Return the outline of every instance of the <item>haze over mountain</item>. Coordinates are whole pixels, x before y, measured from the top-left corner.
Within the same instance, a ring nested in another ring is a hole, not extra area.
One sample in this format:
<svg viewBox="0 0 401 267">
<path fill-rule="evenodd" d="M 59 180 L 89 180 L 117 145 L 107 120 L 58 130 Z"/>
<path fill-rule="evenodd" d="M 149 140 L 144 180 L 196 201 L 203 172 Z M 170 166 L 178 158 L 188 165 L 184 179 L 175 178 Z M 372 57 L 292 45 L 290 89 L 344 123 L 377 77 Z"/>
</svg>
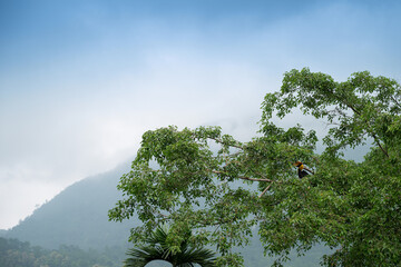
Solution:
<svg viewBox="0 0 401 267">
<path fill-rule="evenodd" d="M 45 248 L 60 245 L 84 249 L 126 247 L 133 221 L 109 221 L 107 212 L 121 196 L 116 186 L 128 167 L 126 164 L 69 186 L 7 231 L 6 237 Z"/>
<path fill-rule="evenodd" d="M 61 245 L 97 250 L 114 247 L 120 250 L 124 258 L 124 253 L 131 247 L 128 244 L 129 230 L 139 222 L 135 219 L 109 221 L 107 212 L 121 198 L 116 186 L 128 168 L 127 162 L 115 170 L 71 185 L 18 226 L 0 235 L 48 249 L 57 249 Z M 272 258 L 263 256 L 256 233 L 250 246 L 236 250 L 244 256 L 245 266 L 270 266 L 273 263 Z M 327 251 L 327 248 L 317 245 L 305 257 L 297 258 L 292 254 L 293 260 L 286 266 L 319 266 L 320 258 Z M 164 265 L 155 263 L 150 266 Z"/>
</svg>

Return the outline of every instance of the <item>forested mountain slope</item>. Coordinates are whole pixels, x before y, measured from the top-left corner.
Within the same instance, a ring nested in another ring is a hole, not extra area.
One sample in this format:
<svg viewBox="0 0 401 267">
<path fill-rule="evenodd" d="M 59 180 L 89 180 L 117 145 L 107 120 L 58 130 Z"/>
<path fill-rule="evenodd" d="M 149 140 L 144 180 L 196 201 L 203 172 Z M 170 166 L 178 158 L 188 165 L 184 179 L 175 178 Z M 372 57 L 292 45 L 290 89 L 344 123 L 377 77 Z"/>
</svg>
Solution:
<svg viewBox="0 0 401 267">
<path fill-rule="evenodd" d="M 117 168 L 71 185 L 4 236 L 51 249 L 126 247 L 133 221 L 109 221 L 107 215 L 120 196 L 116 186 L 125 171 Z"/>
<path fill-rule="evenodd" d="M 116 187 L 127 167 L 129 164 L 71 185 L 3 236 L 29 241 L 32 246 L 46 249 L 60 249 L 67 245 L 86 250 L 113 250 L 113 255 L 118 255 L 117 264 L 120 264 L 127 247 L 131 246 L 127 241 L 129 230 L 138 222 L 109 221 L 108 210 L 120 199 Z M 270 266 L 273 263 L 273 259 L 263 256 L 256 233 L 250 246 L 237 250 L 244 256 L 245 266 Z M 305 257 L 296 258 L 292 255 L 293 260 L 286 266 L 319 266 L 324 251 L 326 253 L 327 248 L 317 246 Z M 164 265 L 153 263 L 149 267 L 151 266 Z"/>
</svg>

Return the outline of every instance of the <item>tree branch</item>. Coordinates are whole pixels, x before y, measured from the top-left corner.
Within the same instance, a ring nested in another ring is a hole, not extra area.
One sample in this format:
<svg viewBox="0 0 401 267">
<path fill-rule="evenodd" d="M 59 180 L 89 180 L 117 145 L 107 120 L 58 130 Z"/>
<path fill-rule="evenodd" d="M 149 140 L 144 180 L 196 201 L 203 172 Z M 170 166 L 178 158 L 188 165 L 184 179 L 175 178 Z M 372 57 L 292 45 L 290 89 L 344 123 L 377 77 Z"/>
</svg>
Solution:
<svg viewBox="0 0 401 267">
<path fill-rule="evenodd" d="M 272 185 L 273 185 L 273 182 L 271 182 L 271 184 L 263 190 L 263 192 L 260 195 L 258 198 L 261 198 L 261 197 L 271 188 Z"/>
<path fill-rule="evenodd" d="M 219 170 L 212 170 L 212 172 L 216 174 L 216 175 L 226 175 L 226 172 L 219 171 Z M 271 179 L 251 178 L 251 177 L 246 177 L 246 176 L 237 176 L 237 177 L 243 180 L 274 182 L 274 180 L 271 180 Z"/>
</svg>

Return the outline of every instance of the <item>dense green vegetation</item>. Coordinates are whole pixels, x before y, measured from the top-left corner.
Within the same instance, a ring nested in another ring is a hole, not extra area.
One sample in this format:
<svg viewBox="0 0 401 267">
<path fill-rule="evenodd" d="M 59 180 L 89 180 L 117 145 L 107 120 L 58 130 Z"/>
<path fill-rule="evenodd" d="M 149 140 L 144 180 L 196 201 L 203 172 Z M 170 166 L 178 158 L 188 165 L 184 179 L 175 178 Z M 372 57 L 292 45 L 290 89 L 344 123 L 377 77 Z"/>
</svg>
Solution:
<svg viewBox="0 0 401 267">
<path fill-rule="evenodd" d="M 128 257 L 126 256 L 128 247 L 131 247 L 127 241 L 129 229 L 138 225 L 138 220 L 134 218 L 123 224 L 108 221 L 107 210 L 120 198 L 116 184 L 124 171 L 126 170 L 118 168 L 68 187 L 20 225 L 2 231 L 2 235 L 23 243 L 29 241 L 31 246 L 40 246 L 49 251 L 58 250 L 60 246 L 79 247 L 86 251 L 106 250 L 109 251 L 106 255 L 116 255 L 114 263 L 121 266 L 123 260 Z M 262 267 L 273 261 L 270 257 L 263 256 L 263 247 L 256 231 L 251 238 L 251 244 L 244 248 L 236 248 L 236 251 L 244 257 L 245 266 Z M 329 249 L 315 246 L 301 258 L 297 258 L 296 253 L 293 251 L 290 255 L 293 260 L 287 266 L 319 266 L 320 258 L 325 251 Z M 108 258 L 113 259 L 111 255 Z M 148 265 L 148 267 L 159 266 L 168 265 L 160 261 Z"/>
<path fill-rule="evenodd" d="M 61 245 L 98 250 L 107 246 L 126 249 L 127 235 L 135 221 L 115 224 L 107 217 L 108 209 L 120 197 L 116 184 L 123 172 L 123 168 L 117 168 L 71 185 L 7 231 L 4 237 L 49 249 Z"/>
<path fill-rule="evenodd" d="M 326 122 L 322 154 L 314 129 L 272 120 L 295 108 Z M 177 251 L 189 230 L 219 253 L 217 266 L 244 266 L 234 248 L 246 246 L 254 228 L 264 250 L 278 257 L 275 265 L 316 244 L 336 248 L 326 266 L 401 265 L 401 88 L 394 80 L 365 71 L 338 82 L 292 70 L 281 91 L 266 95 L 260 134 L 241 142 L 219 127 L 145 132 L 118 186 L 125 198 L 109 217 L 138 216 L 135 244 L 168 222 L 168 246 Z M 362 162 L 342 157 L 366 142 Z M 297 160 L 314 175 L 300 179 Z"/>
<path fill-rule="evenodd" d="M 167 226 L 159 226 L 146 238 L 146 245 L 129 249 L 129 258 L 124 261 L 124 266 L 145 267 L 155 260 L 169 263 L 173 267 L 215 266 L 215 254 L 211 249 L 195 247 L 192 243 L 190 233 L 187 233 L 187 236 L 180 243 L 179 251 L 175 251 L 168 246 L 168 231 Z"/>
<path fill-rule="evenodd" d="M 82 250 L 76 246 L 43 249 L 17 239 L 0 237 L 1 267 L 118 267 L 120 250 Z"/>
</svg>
━━━━━━━━━━━━━━━━━━━━
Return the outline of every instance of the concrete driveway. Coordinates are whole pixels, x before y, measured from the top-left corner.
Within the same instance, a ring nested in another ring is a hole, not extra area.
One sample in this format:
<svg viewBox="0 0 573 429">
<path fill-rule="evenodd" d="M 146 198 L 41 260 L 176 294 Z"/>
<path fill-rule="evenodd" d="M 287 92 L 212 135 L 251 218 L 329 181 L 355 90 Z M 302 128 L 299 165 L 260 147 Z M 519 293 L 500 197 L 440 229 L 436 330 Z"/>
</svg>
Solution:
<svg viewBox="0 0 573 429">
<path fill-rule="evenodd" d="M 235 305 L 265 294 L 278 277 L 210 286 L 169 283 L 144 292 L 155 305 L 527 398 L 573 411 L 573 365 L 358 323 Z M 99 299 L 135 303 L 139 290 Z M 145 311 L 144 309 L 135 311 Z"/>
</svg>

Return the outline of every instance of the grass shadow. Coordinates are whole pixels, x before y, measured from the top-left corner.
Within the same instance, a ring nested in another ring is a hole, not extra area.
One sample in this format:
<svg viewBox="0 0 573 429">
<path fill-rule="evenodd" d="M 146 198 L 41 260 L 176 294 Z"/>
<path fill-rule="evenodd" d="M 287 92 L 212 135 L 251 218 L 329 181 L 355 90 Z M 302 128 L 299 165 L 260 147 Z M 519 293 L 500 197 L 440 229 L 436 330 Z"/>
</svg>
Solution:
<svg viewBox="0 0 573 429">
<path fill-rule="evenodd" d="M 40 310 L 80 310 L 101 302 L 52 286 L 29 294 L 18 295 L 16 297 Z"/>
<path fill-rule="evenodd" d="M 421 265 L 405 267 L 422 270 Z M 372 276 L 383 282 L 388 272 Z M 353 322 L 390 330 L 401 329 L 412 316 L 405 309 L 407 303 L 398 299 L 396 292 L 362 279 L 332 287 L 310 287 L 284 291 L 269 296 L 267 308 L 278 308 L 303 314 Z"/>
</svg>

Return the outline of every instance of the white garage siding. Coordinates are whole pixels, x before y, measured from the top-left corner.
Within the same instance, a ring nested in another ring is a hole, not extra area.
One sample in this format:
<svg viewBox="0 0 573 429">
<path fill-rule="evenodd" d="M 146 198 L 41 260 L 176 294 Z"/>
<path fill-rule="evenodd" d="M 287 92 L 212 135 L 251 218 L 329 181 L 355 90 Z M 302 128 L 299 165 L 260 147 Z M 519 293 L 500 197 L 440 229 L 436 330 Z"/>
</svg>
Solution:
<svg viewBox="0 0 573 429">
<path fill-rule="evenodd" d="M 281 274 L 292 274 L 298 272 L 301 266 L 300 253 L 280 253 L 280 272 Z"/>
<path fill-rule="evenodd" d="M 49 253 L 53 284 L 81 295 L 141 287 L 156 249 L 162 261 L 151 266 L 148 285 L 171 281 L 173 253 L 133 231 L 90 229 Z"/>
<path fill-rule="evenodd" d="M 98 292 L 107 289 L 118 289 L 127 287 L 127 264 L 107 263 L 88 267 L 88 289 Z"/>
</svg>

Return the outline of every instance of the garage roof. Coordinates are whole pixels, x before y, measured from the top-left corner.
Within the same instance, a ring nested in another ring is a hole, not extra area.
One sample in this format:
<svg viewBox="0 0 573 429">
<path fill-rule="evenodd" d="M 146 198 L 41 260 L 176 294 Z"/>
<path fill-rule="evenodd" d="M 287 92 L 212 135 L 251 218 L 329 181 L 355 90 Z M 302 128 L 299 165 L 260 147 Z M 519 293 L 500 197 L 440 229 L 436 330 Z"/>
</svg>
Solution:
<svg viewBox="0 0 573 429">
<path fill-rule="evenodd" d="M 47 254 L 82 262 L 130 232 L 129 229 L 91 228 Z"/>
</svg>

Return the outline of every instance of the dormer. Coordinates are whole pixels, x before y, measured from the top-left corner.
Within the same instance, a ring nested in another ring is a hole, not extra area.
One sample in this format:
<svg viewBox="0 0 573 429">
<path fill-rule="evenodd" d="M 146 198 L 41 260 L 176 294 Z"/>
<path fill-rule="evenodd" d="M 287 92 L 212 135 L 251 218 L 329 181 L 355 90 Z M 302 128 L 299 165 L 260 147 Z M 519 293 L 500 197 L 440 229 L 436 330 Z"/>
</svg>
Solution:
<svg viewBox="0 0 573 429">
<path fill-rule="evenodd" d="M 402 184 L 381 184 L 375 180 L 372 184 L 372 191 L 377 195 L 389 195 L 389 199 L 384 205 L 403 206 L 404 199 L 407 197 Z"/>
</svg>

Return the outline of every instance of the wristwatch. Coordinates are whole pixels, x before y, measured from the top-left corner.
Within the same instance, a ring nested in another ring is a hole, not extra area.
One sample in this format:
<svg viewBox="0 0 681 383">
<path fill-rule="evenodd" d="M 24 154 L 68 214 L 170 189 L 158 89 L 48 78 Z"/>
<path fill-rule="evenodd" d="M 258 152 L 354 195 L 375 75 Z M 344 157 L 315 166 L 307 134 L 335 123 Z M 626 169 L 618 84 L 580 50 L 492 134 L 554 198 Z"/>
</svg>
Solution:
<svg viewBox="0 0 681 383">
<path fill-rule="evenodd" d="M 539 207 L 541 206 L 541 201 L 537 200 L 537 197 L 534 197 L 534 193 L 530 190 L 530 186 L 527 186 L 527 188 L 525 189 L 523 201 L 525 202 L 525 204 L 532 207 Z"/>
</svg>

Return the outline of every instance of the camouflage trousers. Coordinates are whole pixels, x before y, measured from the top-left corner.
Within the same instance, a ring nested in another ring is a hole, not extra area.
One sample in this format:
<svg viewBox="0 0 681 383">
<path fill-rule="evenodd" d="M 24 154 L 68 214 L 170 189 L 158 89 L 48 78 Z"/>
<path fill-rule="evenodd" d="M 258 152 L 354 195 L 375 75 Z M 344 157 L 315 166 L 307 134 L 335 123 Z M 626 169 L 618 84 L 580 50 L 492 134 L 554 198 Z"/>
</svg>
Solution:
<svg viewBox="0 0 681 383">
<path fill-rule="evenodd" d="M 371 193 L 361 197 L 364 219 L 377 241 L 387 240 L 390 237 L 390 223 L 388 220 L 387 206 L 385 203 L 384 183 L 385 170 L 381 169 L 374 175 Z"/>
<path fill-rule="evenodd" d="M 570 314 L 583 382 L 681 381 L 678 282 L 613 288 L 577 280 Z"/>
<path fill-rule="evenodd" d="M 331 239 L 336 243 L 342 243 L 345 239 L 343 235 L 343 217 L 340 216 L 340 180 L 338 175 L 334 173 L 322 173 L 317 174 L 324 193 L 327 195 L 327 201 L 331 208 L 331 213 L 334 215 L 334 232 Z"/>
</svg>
━━━━━━━━━━━━━━━━━━━━
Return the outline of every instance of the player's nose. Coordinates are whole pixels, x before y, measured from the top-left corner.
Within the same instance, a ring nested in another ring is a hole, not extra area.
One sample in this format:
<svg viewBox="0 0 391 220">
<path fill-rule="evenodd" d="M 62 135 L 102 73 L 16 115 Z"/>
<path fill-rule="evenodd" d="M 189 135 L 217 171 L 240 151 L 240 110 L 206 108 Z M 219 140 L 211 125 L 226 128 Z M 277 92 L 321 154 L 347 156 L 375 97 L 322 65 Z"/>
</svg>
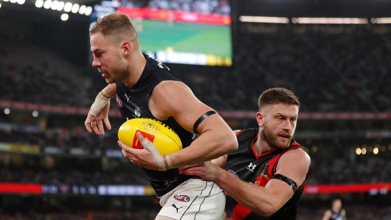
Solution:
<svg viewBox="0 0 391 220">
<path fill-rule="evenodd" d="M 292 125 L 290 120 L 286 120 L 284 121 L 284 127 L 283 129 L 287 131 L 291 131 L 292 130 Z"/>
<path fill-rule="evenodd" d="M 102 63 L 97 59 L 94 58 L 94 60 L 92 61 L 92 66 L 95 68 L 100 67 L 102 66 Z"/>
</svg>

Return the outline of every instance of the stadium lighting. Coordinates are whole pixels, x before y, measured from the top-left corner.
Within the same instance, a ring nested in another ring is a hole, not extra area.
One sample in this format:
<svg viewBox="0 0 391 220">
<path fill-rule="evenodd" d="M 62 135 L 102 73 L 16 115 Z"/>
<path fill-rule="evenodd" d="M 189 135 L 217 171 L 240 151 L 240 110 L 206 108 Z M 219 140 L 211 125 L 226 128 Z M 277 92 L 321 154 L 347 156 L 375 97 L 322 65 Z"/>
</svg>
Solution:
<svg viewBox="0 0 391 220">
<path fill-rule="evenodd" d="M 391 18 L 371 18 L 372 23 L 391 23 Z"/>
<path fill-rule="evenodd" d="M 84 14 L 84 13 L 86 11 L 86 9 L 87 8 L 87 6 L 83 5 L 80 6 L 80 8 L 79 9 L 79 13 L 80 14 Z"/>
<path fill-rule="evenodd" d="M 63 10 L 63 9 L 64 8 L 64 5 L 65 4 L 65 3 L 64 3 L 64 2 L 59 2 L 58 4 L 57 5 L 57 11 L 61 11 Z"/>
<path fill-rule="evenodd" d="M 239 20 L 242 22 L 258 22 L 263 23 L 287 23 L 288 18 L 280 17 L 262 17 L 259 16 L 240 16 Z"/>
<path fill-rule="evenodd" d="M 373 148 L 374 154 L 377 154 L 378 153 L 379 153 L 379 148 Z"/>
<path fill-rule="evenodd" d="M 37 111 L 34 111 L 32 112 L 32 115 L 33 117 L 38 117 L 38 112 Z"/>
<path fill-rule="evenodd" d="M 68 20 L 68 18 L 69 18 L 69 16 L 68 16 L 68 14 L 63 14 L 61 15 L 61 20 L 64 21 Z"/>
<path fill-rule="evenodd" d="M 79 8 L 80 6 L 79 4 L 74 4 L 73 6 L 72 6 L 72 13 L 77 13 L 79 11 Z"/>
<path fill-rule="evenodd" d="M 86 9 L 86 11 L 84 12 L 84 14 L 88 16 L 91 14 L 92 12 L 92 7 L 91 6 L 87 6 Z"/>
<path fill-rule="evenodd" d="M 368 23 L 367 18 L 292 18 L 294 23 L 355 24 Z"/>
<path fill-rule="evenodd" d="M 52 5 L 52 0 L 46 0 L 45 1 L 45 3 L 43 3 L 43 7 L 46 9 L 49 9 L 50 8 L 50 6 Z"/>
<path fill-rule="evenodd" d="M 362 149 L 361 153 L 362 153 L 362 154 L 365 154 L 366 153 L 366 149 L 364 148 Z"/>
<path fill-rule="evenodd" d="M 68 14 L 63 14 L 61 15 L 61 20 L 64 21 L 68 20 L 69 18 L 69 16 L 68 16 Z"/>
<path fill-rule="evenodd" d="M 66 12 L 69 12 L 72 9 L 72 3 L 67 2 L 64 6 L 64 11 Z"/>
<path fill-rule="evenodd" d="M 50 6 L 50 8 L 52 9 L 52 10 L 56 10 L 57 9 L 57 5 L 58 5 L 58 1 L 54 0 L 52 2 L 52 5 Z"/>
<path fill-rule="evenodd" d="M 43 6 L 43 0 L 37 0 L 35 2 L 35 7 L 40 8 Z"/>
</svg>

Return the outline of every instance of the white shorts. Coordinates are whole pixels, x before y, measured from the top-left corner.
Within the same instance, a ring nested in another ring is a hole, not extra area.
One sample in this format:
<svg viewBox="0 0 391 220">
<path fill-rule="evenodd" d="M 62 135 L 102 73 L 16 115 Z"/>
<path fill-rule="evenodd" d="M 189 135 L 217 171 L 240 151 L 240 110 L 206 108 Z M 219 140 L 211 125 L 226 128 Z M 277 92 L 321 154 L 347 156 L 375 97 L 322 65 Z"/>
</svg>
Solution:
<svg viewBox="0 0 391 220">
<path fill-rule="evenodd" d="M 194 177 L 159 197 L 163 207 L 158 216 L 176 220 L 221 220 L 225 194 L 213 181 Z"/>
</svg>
━━━━━━━━━━━━━━━━━━━━
Give the lines from the one containing "Return the outline of every instance of the <item>haze" through the one containing "45 248 L 60", inclusive, as a JSON list of strings with one string per line. Skip blank lines and leave the pictures out.

[
  "Return the outline of every instance of the <item>haze over mountain</item>. Coordinates are whole pixels, x before y, measured from the top-left corner.",
  "Within the same instance, a ring nested in another ring is a hole, not extra area.",
  "One sample in this format:",
  "<svg viewBox=\"0 0 401 267\">",
  "<path fill-rule=\"evenodd\" d=\"M 59 180 L 89 180 L 117 145 L 107 120 L 58 130 Z\"/>",
  "<path fill-rule=\"evenodd\" d=\"M 149 140 L 144 180 L 196 201 L 203 172 Z M 170 166 L 178 158 L 188 165 L 184 179 L 175 178 Z M 372 57 L 292 45 L 290 89 L 344 123 L 377 77 Z\"/>",
  "</svg>",
  "Solution:",
  "<svg viewBox=\"0 0 401 267\">",
  "<path fill-rule=\"evenodd\" d=\"M 45 248 L 60 245 L 84 249 L 126 247 L 133 221 L 109 221 L 107 212 L 121 196 L 116 186 L 128 167 L 126 164 L 69 186 L 7 231 L 6 237 Z\"/>"
]